*** Opening Records supplied ***
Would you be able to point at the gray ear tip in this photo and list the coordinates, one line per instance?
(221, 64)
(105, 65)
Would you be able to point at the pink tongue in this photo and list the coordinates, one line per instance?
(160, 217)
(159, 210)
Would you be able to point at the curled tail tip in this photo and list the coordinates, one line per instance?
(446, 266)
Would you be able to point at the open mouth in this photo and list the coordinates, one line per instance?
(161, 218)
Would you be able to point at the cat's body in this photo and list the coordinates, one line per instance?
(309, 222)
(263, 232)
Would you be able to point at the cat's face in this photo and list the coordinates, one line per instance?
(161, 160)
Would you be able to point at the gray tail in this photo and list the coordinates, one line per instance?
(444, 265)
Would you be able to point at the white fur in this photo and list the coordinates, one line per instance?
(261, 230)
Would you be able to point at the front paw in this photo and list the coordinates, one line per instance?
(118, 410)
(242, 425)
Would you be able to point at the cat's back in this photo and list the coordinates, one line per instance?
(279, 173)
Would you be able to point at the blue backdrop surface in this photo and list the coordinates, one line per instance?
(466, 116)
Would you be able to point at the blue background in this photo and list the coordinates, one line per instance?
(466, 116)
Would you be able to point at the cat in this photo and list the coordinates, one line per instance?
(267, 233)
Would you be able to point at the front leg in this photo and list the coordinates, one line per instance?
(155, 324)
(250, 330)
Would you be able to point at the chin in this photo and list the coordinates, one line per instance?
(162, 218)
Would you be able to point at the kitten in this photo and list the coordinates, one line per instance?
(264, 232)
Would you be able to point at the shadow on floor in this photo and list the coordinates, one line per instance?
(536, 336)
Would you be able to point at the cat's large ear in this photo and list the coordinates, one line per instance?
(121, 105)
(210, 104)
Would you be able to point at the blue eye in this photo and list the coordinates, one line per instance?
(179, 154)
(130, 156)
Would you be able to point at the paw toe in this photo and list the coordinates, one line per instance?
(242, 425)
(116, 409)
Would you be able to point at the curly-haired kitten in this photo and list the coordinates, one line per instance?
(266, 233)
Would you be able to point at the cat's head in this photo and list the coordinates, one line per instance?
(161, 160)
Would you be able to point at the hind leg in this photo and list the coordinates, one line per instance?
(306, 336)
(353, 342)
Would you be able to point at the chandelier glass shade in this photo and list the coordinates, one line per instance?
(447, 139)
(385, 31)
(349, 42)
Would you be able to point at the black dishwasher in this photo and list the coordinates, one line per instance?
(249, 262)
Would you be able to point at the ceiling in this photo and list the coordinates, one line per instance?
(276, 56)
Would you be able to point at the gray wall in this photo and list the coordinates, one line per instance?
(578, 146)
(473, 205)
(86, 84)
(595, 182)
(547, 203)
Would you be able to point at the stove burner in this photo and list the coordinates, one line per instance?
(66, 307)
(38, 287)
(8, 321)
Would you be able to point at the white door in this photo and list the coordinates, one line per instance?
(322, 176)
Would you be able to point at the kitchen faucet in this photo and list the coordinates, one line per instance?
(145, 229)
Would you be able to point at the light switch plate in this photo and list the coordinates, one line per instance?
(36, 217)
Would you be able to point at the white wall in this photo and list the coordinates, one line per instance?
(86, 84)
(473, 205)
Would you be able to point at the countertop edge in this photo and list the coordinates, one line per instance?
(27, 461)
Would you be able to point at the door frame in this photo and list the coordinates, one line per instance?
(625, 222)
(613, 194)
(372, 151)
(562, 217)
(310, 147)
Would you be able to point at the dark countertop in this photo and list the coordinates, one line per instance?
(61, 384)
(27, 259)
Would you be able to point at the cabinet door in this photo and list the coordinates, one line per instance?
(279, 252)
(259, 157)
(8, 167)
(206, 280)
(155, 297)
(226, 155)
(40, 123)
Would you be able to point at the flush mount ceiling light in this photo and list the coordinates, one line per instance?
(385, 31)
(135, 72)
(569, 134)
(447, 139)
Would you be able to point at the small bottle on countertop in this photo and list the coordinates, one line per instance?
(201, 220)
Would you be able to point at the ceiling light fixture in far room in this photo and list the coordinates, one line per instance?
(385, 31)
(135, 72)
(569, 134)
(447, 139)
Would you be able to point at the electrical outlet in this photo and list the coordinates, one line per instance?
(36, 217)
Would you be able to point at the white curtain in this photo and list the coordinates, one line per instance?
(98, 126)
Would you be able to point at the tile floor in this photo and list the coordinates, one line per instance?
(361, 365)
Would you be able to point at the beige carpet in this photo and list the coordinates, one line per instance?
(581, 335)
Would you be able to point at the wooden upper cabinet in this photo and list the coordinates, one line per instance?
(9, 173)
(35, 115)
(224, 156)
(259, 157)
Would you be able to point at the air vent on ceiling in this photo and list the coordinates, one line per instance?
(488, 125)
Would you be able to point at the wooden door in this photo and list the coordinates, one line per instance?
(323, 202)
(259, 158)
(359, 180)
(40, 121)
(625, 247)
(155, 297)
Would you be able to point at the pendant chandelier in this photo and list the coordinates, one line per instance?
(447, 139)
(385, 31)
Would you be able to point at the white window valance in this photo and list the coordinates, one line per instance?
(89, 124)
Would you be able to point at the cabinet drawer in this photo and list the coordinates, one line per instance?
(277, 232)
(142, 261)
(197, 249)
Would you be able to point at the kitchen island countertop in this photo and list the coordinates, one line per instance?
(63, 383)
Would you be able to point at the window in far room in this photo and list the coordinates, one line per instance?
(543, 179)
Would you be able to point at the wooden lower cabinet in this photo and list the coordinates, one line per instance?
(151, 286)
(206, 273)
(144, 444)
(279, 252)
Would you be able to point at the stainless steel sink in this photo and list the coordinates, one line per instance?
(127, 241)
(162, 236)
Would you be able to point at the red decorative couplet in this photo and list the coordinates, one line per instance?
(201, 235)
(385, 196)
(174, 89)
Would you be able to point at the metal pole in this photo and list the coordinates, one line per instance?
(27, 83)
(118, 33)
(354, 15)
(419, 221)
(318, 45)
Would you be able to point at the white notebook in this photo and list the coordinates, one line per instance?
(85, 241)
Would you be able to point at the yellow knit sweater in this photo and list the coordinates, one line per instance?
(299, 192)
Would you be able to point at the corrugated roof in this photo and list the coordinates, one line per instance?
*** Closing Records supplied ***
Exercise aim:
A complete, exact transcription of the data above is the required answer.

Solution below:
Would you be able to point at the gray ear tip in this photo and list the coordinates, one line per instance?
(221, 64)
(105, 65)
Would you be able to point at the pink tongue in this photo and list the coordinates, one line per instance?
(160, 217)
(159, 210)
Would you be able to point at the curled tail tip in this photo and list the coordinates, one line per instance?
(446, 266)
Would you be able to point at the open mouth in this photo and list the coordinates, one line per instance?
(161, 218)
Would you be able to point at the cat's body in this photo and list the coordinates, one line per instance?
(309, 222)
(263, 232)
Would you be able to point at the cat's face in this photo and list the coordinates, one line per instance?
(161, 160)
Would you be able to point at the gray tail in this photo and list the coordinates, one line per instance?
(444, 265)
Would you be able to point at the white fur in this photo and list the coordinates, one line per instance?
(261, 230)
Would you be able to point at the front paw in this photo and list the coordinates, one line per instance?
(118, 410)
(242, 425)
Would you be able to point at the cat's back in this photo and list the coordinates, one line per instance?
(279, 173)
Would you be able to point at the blue backdrop surface in this photo and list the coordinates, one line per instance?
(466, 116)
Would you be able to point at the blue background in this photo and list the coordinates, one line per instance?
(466, 116)
Would you be able to point at the cat in this photo and list the coordinates, one line per instance?
(267, 233)
Would you be able to point at the front leg in this photo and list the coordinates, one line per instance?
(155, 324)
(250, 330)
Would you be able to point at the chin in this photo and list the coordinates, one line per instance?
(162, 218)
Would you be able to point at the kitten in this photo and list the coordinates, one line per instance?
(264, 232)
Would you be able to point at the shadow on floor in this photo and list the coordinates, one line per instance?
(536, 336)
Would you be able to point at the cat's large ear in this photo and list the coordinates, one line per instance?
(121, 105)
(210, 104)
Would you be able to point at the blue eye in this photo and list the coordinates, one line per instance?
(179, 154)
(130, 156)
Would you be able to point at the paw toe in this photo and list the coordinates, one line per instance?
(242, 425)
(116, 409)
Would you be able to point at the curly-haired kitten in this photo and list the coordinates, one line per instance?
(266, 233)
Would you be able to point at the cat's head in this photo and list the coordinates, one line per instance?
(161, 160)
Would you be able to point at the hind leg in this photo and list the coordinates, one line per instance?
(306, 336)
(353, 342)
Would you be able to point at the chandelier glass shade in this photo and list the coordinates, one line per instance?
(447, 139)
(385, 31)
(349, 42)
Would you be able to point at the black dishwasher in this photo and list the coordinates, one line per instance?
(249, 262)
Would you be able to point at the ceiling in this photo and list the coordinates, one line per instance?
(276, 56)
Would you be able to point at the gray wall in this photo and list the coordinates, one line per instance?
(578, 146)
(473, 205)
(86, 84)
(595, 182)
(547, 203)
Would you be able to point at the stove burner in this photo and list the coordinates, one line per instance?
(66, 307)
(38, 287)
(8, 321)
Would you be able to point at the white door in this photo and list the coordinates, one line per instance?
(322, 176)
Would you be able to point at the kitchen faucet in this photo and list the coordinates, one line per instance?
(145, 229)
Would you be able to point at the light switch plate in this photo and list the coordinates, one line per instance?
(36, 217)
Would you be able to point at the white wall in this photo and list the coordinates, one line per instance?
(86, 84)
(473, 205)
Would you be able to point at the countertop edge in this photo and list the coordinates, one line per instance?
(27, 461)
Would you be able to point at the door frame in this photo and list the coordinates, one line per instance?
(625, 222)
(613, 194)
(372, 151)
(562, 217)
(310, 147)
Would you be able to point at the dark countertop in this photo and list the coordinates, one line per instance?
(61, 384)
(27, 259)
Would you be able to point at the cabinet door in this photo and list the coordinates, one line per instance?
(279, 252)
(259, 157)
(8, 167)
(206, 280)
(155, 297)
(226, 155)
(40, 123)
Would you be able to point at the flush mount ceiling light in this photo and list the coordinates, one line per instance?
(385, 31)
(135, 72)
(569, 134)
(447, 139)
Would you be able to point at the small bottle on countertop in this photo and list the coordinates, one line per instance?
(201, 220)
Would you be able to point at the ceiling light fixture in far room in this photo and list the coordinates, one line per instance?
(385, 31)
(135, 72)
(569, 134)
(447, 139)
Would you be able to point at the electrical outlet in this photo and list the coordinates, one line per instance?
(36, 217)
Would you be able to point at the white curtain in this photo and list the coordinates, one line per instance?
(98, 126)
Would you be able to point at the tile floor in this photo and list the coordinates, one line per instance?
(361, 365)
Would you be able to point at the beige carpet in this photo and list the coordinates, one line per instance?
(581, 335)
Would you be able to point at the wooden upper cabinet in this photo and list the coordinates, one line per instance?
(9, 173)
(35, 115)
(224, 156)
(259, 157)
Would you be able to point at the air vent on ceiling in this photo and list the coordinates, one line per instance?
(488, 125)
Would you be able to point at the wooden door in this photo and list the coordinates, one line per instance?
(323, 202)
(259, 158)
(359, 180)
(40, 121)
(625, 247)
(155, 297)
Would you be able to point at the pendant chandelier in this photo and list the coordinates, one line per instance?
(447, 139)
(385, 31)
Would you be able to point at the white window valance in this photo and list the coordinates, one line per instance?
(89, 124)
Would you be able to point at the cabinet drawer in this photo and list the coordinates, one line per instance?
(277, 232)
(142, 261)
(197, 249)
Would you be able to point at the kitchen island countertop in this photo and list the coordinates, one line per instance?
(63, 383)
Would you be able to point at the window in far room in this photo and list the coordinates, one line per instance?
(543, 179)
Would you be able to point at the wooden lower cabinet in this photo and list the coordinates, one line per instance?
(151, 286)
(206, 273)
(144, 444)
(279, 252)
Would you be able to point at the stainless steel sink in this photo and list the coordinates, one line per instance?
(127, 241)
(162, 236)
Would you be able to point at the red decorative couplet in this photo and list the coordinates, one line per instance?
(201, 235)
(385, 196)
(174, 89)
Would you be able to point at the metal pole in this photo and list the coordinates, one line per instance?
(27, 83)
(118, 33)
(354, 15)
(419, 221)
(318, 45)
Would you be able to point at the white notebook in this photo and list the coordinates, one line per instance?
(85, 241)
Would you be able to point at the yellow knit sweater in this photo and list the coordinates, one line per instance?
(299, 192)
Would you be able to point at the corrugated roof in this photo and list the coordinates, one line per instance?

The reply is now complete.